■ **Requirement**: Reproduce in full every line from the one containing "the red fire" through the last line, shifting each coordinate pair by adding 146 to both of its numbers and leaving all other text unchanged.

■ **Records provided**:
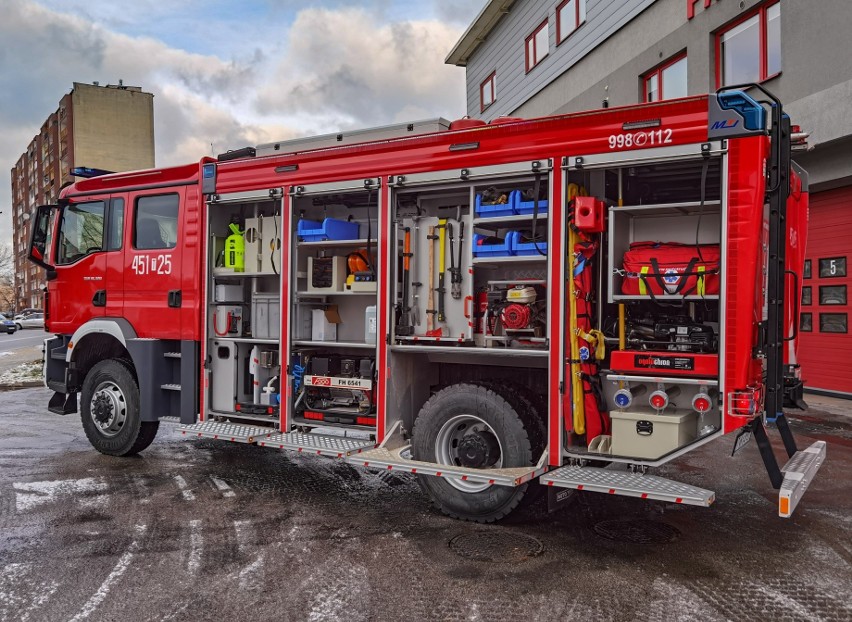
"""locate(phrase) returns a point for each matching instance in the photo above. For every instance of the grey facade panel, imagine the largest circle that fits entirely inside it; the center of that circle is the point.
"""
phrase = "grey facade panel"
(503, 50)
(621, 41)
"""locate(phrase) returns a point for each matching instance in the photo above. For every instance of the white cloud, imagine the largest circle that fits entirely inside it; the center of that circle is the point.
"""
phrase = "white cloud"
(328, 69)
(344, 66)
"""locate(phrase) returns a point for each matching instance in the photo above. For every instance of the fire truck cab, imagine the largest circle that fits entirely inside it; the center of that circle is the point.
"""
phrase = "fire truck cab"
(483, 305)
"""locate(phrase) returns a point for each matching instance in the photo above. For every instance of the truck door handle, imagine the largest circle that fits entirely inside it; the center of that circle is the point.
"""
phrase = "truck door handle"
(175, 298)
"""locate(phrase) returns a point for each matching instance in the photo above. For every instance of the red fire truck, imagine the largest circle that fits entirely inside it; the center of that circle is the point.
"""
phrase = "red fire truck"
(575, 299)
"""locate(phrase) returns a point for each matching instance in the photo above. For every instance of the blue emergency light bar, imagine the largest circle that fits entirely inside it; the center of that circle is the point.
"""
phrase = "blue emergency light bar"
(88, 173)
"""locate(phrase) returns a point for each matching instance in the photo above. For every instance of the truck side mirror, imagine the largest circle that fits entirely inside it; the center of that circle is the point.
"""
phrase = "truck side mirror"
(40, 237)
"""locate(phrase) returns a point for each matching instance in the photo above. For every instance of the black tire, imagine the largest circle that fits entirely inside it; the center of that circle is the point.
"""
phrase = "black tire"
(116, 427)
(482, 401)
(531, 407)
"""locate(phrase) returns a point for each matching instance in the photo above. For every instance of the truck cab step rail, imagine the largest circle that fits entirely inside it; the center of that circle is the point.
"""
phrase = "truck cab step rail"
(394, 456)
(319, 444)
(626, 484)
(223, 431)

■ **Task response**:
"""locate(phrase) returns a point for each matching instance in the photo above. For every instance of the red fire truck, imagine the largest circle that fits entirely inside it; the center of that circle is the point.
"""
phrase = "red fire truck"
(721, 445)
"""locate(phrase) returns a point for each matching instance in the photo above. For every instance of the blue emergency light bar, imagine the largest circle that fits entirely inside it; the center of that circle is the point.
"""
phrase = "blue emergency light bar"
(234, 319)
"""locate(phrase) returns a point for each matching instance in the photo above. For every instance of the truck side mirror, imagine the largest circle that fits entirely inside it; the center of that circle is the point.
"""
phrase = "truck side mirror"
(186, 383)
"""locate(phrase) returns a point for each matching instance in the photo above. For every instance of the black tire, imagine the largest circle that fits entirely inside it; the center of that circle is the point.
"""
phrase = "black tire"
(262, 573)
(628, 547)
(677, 553)
"""locate(phrase) returns a point for each matching instance in the photo above. For every instance of the truck cab step rail, imagine the largest circle that fits entirely inside it; the center of that circle is the point.
"""
phrase = "truck cab step rail"
(540, 602)
(465, 590)
(772, 630)
(369, 577)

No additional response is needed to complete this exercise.